-- Start of EXCERPTED DATA --

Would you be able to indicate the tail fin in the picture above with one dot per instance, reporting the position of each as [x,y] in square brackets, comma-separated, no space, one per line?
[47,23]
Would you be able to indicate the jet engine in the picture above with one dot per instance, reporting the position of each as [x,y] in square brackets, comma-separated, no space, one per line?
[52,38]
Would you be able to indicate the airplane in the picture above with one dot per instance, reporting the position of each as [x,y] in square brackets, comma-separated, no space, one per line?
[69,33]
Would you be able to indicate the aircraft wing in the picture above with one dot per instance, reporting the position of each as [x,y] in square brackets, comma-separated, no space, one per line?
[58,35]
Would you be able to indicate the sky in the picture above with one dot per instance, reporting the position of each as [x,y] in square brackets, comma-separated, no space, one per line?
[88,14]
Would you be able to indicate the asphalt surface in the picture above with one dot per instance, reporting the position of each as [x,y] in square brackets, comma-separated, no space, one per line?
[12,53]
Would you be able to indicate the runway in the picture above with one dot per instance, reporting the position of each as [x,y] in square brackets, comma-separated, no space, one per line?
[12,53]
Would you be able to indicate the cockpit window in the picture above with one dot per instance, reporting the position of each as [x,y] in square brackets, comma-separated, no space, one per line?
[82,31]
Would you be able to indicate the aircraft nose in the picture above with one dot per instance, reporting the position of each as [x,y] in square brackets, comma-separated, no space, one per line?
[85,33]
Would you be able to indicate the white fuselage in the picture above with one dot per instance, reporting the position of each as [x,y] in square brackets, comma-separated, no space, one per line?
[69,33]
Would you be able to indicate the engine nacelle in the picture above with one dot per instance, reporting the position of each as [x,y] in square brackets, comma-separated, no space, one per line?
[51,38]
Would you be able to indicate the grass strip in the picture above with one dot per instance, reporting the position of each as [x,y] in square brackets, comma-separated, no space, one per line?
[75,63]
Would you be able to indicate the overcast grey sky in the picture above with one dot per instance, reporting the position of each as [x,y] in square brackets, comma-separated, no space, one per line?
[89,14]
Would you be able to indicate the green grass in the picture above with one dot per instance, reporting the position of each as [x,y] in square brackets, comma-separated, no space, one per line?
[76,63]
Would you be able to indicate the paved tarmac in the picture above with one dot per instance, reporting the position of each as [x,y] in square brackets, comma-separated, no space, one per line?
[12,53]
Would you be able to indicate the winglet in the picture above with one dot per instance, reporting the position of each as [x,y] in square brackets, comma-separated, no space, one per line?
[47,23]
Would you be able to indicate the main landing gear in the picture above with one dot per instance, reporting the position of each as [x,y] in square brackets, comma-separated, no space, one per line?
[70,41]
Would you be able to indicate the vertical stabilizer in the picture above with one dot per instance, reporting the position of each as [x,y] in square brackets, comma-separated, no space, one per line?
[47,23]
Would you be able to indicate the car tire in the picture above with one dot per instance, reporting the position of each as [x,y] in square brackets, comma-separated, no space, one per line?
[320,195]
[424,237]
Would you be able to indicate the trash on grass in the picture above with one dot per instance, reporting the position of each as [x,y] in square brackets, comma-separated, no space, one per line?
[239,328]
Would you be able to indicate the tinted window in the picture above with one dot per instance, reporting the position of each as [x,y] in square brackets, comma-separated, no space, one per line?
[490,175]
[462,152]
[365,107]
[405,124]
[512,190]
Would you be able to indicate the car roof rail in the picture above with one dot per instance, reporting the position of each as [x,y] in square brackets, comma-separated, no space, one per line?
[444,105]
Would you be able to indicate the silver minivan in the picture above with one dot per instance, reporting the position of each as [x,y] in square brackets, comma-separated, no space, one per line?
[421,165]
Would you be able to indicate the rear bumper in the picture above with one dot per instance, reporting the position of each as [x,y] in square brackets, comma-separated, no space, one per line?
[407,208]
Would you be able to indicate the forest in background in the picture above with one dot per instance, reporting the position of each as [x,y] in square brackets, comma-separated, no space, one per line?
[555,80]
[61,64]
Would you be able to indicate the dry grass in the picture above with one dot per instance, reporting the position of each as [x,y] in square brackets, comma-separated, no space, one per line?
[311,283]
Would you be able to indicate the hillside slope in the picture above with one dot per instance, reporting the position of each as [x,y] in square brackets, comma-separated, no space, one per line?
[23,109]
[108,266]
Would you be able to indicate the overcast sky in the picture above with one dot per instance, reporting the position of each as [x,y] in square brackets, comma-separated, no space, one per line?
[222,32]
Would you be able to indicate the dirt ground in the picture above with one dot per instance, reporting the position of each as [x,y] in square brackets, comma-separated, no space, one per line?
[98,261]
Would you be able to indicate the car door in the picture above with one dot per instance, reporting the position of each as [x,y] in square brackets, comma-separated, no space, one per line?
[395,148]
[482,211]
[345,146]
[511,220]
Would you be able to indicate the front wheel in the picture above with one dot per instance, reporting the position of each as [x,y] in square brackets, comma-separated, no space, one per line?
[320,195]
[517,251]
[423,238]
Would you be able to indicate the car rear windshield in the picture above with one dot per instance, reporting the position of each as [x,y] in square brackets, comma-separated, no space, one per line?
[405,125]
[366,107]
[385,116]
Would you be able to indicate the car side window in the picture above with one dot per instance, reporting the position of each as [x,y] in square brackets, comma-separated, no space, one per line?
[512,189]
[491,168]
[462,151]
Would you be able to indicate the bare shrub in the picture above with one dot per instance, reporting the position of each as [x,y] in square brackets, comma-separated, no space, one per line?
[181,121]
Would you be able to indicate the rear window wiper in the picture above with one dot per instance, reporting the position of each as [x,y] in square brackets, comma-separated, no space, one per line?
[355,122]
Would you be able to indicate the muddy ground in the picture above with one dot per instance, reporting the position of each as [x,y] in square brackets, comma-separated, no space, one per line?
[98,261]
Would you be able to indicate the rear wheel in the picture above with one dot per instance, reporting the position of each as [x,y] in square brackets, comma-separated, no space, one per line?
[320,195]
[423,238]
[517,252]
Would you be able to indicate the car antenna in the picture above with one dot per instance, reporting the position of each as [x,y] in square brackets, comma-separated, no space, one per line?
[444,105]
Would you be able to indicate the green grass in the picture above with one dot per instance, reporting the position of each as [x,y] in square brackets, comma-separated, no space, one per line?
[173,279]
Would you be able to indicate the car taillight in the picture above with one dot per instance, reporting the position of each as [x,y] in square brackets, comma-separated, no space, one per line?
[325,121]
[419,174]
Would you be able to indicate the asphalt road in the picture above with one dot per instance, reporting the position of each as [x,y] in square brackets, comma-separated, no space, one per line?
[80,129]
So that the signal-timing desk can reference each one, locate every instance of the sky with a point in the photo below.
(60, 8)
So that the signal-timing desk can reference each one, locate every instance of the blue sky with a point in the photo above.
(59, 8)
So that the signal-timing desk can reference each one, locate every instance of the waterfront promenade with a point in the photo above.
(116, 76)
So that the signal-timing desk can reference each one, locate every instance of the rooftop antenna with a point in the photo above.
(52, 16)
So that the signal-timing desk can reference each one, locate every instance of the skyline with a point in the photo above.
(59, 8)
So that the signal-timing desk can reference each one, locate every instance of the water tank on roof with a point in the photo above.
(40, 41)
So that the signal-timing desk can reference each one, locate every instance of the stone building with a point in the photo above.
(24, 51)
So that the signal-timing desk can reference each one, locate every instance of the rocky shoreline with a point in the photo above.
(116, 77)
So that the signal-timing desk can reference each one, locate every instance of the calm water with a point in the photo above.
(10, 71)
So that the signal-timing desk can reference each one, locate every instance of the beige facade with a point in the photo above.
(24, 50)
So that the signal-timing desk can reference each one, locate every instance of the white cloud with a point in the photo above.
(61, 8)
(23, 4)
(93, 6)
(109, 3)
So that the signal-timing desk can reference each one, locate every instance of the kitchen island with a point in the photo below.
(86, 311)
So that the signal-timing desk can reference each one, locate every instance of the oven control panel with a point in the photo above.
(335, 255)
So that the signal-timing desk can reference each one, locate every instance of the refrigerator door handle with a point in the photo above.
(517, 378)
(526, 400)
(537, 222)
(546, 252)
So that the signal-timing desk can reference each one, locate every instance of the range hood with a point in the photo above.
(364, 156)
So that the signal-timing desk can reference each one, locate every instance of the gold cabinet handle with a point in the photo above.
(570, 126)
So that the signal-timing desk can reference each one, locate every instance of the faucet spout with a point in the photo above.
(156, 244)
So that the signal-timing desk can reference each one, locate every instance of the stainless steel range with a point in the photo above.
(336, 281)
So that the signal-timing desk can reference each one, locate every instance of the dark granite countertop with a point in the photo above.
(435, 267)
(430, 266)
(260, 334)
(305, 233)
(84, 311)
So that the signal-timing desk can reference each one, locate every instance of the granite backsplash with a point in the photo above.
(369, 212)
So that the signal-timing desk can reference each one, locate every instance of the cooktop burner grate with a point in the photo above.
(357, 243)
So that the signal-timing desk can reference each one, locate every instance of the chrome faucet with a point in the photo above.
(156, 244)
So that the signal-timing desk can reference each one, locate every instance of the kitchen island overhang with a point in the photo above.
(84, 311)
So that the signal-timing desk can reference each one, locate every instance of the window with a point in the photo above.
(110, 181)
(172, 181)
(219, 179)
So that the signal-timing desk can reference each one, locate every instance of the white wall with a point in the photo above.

-- End of EXCERPTED DATA --

Could you quote everything from the line containing "backsplash with a point in the photo above." down to the final line above, reproducing each one word for word?

So that the signal-timing desk can reference each one, locate every instance of the granite backsplash with a point in the photo above.
(369, 212)
So that the signal-timing desk can reference each one, locate every instance of the cooktop burner grate with a point in the photo above.
(357, 243)
So that the signal-timing desk can reference each one, locate every instance of the chrome faucet with a point in the photo above.
(156, 244)
So that the signal-timing desk can reference each one, locate every instance of the kitchen island overhang with a point in the photo above.
(84, 311)
So that the signal-timing desk can reference each one, locate every instance of the window with a point in the photo above.
(110, 181)
(172, 181)
(219, 179)
So that the signal-timing desk can reference each one, locate every instance of the white wall with a point in the photo above.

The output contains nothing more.